→ **WORK ITEM**
Search the entries below for "truck" and copy each matching line.

(SUPPLIED RECORDS Opens)

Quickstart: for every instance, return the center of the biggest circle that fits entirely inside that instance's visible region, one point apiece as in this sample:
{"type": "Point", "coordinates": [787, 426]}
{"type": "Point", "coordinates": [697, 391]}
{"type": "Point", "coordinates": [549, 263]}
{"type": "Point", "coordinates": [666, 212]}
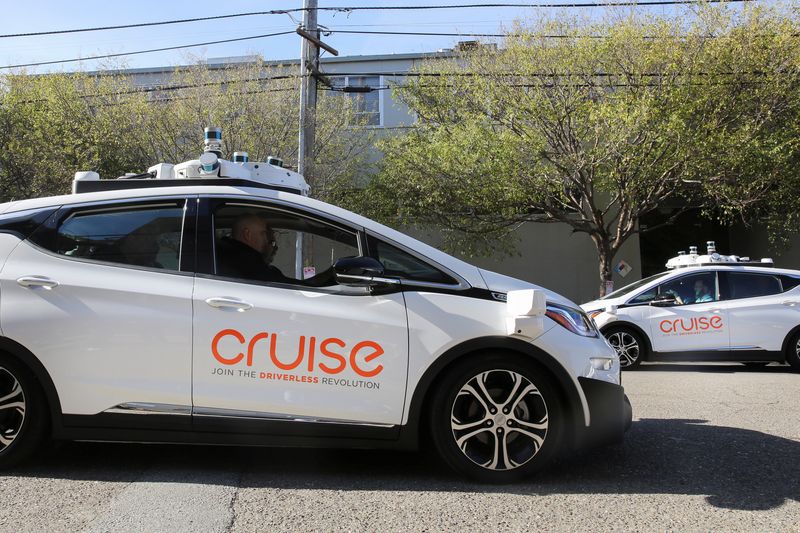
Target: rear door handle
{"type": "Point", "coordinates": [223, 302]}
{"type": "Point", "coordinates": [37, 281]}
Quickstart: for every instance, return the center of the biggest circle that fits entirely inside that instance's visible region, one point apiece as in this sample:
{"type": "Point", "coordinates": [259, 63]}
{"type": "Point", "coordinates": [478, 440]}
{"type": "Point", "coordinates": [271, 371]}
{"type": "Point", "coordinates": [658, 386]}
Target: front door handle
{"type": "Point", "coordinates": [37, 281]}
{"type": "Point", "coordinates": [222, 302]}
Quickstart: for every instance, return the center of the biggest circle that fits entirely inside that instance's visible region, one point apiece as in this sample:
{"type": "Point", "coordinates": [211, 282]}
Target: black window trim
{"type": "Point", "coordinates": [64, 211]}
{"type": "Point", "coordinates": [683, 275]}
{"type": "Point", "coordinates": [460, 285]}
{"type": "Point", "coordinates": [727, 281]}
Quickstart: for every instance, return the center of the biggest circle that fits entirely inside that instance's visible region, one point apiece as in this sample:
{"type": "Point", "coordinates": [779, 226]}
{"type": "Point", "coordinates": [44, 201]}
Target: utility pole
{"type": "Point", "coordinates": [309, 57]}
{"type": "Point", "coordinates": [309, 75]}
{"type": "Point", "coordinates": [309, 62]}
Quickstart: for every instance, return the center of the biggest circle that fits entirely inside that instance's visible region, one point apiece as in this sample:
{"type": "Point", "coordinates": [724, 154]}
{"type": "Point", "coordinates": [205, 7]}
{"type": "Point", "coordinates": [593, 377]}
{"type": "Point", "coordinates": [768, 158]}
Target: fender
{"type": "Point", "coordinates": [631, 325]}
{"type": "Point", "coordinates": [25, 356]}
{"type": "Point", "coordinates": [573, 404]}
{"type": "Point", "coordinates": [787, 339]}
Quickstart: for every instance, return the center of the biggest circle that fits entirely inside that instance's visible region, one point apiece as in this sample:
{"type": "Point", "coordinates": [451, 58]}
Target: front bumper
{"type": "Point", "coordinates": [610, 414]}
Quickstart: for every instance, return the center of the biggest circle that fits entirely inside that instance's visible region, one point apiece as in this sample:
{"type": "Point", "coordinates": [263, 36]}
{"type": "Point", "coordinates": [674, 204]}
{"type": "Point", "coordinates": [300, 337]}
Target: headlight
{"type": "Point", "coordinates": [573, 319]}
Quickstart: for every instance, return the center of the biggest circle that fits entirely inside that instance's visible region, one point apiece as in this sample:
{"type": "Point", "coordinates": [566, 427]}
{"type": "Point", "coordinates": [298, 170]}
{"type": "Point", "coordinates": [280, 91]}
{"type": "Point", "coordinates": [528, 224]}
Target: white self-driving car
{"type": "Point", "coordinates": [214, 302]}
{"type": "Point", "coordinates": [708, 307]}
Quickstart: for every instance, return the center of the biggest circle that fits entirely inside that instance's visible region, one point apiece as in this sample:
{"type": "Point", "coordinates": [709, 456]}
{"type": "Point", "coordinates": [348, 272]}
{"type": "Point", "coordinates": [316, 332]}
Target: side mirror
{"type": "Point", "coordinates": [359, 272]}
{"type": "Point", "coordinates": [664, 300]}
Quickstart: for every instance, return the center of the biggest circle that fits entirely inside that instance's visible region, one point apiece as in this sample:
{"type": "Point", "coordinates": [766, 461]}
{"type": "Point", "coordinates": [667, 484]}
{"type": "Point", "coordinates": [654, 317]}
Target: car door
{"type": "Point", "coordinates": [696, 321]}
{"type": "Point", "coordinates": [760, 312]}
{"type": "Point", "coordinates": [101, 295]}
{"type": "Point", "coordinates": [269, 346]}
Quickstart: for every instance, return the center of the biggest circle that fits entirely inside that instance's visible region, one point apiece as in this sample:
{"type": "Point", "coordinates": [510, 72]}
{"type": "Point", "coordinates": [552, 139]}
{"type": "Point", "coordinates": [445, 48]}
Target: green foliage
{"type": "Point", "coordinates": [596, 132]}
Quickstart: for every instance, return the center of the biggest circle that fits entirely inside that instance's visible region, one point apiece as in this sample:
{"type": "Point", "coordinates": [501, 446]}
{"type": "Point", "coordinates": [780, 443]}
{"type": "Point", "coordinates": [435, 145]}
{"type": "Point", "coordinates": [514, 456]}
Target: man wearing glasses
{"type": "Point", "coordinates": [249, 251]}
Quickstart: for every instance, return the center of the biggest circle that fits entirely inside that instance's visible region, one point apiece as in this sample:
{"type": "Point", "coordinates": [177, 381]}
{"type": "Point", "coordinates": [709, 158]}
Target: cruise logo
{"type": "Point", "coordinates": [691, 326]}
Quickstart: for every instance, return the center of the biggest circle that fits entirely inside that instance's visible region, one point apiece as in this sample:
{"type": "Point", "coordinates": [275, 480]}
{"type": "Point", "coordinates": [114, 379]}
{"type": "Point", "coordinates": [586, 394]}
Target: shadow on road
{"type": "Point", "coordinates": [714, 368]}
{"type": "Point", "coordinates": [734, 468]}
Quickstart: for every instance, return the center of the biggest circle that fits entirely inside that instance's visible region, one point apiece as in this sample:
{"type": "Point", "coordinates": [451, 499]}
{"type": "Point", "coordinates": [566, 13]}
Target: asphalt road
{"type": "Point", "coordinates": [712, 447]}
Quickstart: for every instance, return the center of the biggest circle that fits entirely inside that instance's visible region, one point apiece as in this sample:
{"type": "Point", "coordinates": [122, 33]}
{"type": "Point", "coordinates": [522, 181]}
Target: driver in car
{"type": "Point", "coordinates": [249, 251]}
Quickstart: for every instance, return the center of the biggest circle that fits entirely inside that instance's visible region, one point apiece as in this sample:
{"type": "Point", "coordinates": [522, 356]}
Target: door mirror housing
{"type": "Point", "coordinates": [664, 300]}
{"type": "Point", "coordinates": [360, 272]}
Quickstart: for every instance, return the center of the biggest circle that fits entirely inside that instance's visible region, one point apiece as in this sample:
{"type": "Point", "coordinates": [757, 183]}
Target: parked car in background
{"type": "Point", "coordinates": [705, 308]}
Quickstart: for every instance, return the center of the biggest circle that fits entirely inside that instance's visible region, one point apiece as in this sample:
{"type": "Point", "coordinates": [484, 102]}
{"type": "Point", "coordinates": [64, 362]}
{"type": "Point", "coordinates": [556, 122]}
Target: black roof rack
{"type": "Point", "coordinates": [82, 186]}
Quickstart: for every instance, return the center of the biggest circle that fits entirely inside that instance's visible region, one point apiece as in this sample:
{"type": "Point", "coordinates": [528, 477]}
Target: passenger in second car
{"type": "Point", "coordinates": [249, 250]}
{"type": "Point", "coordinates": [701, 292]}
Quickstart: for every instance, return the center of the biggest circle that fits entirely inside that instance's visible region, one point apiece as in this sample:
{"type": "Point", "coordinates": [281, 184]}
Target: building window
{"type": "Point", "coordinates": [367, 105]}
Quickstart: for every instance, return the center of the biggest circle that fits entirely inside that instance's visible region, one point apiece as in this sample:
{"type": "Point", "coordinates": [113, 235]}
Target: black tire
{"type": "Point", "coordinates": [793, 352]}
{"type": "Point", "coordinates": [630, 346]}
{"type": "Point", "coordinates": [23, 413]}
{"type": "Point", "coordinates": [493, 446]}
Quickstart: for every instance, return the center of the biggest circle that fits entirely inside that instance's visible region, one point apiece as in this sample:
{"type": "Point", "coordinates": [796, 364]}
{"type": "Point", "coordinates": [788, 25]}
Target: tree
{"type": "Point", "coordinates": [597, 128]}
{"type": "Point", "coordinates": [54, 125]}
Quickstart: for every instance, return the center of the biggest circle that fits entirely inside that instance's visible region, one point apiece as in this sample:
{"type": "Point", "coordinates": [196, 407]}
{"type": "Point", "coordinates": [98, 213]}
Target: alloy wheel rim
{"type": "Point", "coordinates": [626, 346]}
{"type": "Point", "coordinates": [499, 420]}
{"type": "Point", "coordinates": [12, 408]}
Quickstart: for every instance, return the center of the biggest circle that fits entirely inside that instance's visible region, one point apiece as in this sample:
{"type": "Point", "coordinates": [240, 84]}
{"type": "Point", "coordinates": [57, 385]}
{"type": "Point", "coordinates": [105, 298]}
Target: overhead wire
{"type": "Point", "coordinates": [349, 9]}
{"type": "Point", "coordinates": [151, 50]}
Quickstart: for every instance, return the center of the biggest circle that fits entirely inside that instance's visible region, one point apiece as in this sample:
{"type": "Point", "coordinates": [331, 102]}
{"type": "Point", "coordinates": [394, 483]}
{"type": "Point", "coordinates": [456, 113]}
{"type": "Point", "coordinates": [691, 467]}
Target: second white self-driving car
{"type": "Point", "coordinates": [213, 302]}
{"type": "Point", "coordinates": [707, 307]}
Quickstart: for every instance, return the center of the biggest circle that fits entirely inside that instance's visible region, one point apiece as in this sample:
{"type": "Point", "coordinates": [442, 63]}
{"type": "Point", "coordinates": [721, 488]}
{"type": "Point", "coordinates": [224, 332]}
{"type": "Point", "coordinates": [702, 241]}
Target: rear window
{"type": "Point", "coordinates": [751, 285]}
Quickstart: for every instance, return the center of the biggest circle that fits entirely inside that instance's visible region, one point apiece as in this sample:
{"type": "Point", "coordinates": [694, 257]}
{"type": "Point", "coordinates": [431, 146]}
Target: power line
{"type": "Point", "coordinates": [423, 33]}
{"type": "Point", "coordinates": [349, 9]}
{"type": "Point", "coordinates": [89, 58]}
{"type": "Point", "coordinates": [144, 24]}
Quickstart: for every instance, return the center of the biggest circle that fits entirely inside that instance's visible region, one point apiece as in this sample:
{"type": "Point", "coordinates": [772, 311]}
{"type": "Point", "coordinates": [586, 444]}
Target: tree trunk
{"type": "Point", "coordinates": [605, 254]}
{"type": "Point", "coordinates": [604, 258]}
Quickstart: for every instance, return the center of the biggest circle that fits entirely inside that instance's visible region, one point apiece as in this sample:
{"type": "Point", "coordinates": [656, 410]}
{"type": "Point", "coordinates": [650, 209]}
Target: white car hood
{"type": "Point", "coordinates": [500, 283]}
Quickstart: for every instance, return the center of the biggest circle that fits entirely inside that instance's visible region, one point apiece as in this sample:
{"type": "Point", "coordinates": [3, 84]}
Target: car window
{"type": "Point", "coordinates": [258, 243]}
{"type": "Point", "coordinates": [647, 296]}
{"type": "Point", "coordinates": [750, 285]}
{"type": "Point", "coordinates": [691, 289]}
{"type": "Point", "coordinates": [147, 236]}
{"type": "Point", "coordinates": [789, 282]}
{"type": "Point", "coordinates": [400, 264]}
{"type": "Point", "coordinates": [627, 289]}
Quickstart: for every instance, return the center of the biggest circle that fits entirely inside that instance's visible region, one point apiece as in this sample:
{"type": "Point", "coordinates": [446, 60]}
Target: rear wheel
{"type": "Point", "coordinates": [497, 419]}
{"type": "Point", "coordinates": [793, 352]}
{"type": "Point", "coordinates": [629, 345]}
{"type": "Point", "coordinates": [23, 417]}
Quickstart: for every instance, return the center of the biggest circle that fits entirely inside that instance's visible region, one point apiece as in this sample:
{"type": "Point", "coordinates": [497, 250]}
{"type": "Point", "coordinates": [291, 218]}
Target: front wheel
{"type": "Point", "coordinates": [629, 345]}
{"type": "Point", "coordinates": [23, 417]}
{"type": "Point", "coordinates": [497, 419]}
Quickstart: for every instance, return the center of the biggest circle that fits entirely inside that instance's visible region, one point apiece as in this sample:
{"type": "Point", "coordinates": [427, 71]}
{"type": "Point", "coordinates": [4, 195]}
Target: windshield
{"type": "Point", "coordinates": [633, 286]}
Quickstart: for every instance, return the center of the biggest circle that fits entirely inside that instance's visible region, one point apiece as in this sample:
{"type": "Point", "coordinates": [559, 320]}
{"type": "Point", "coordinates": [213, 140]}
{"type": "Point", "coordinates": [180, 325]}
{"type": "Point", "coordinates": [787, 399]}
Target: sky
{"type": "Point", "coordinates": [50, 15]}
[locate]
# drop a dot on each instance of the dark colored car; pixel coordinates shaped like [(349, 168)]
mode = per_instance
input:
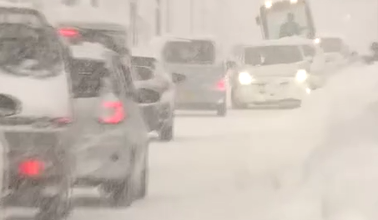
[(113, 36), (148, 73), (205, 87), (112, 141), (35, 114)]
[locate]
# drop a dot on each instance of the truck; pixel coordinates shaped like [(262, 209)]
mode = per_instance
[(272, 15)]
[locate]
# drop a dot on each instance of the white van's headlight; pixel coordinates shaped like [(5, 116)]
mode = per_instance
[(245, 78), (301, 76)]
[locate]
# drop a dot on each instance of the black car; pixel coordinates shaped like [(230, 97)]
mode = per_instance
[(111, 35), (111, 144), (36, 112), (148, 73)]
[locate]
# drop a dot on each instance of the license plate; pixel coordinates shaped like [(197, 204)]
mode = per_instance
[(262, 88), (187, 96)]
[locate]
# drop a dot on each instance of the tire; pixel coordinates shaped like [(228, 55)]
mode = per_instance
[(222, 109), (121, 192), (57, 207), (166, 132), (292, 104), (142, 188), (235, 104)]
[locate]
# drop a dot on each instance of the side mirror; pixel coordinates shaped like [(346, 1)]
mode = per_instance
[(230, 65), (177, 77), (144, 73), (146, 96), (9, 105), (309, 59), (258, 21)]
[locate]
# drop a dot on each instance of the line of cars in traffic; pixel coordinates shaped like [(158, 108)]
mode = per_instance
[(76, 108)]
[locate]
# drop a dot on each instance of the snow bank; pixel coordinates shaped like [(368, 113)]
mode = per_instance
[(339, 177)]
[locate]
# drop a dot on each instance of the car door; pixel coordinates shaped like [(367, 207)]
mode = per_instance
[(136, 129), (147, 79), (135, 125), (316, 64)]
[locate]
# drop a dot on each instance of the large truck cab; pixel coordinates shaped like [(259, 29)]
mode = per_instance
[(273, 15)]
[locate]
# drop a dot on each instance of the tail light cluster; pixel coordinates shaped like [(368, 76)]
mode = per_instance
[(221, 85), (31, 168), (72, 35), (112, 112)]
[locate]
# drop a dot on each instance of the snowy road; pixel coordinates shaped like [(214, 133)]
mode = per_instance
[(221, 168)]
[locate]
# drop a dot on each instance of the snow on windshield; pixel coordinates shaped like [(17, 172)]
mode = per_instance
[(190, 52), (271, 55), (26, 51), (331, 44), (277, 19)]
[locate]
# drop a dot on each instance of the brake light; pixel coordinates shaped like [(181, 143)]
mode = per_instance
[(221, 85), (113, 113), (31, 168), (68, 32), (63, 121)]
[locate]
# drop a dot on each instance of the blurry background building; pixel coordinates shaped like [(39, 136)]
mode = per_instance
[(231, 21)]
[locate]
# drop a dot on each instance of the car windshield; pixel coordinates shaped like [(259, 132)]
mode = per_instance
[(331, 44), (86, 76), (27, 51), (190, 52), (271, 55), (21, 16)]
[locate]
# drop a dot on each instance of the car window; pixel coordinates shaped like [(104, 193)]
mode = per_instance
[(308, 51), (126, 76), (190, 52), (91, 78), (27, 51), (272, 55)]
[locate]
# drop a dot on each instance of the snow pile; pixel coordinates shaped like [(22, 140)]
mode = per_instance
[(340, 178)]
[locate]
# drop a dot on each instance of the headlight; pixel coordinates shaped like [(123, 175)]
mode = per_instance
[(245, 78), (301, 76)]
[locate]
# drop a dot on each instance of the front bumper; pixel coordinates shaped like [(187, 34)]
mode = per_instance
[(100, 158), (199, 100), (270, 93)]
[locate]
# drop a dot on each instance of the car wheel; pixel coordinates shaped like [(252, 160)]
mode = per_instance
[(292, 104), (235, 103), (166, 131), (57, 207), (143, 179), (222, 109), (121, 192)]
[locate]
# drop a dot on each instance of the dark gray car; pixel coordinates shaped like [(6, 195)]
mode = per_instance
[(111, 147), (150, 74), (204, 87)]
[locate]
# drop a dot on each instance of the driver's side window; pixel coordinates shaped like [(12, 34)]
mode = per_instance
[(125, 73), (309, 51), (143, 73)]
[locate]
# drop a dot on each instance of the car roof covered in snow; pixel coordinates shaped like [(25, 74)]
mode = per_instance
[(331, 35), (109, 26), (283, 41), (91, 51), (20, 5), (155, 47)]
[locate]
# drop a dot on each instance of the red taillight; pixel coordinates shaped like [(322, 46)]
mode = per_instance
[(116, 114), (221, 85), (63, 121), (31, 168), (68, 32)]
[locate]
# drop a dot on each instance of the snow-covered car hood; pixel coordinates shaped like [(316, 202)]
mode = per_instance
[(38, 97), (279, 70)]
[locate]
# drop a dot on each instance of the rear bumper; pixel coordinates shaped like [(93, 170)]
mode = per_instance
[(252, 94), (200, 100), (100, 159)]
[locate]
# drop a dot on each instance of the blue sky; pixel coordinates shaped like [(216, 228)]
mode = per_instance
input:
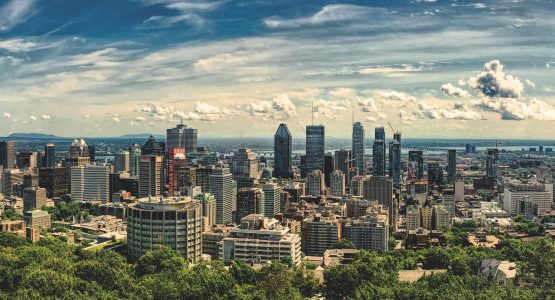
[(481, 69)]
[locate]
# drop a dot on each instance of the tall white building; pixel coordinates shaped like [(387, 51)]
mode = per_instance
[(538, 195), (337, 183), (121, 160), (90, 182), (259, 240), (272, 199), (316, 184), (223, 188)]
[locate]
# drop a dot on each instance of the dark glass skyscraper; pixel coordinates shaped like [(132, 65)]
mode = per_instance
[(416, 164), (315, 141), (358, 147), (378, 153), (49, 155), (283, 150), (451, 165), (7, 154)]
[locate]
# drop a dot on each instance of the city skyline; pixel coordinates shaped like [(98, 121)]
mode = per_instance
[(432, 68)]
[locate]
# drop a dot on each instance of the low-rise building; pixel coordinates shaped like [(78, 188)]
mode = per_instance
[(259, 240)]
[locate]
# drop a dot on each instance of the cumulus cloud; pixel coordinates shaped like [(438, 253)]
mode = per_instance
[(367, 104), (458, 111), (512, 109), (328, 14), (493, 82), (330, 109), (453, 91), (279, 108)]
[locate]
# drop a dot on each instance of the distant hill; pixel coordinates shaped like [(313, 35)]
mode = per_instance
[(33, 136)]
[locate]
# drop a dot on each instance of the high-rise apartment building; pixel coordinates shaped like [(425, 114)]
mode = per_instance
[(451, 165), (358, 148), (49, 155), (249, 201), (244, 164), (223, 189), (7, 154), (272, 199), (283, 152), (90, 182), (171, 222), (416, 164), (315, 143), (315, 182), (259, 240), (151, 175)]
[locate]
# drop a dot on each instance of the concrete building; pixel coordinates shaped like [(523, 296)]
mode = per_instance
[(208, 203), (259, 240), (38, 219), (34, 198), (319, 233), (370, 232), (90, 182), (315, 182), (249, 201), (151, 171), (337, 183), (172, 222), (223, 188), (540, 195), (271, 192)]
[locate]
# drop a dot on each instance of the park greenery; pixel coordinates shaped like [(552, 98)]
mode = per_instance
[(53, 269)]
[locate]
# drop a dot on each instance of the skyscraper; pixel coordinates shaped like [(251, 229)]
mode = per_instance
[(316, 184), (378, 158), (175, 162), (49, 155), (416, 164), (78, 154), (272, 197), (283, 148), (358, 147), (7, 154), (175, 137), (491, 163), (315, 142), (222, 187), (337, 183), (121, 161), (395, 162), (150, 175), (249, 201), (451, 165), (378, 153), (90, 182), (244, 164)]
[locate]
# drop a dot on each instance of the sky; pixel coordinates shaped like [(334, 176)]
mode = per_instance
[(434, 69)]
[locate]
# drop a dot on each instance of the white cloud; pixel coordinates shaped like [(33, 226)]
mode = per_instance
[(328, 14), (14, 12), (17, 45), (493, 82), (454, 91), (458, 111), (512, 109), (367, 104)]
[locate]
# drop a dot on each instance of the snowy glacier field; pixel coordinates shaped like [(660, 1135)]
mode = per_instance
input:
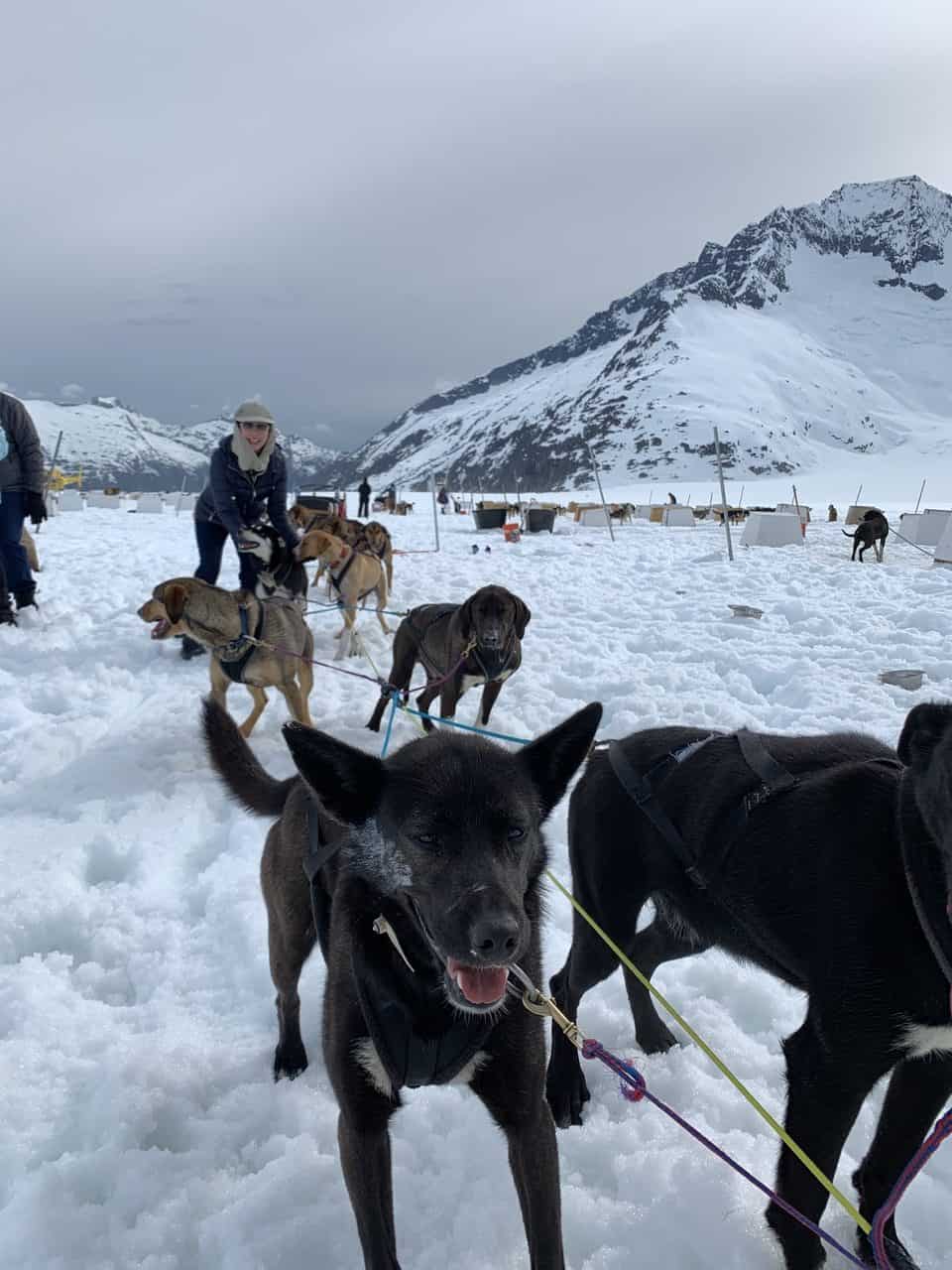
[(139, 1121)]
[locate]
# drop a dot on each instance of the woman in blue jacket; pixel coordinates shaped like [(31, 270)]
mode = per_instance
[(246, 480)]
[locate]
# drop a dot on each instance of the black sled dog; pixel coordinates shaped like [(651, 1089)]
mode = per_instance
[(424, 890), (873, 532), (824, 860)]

(SUPPLIED RECORDS Closes)

→ **EXPECTED ANSWER**
# drop a dot on each instance of the truck; pixel coordinates shaped like [(262, 209)]
# drop a dot on each instance of the large truck cab; pixel coordinates shaped like [(259, 29)]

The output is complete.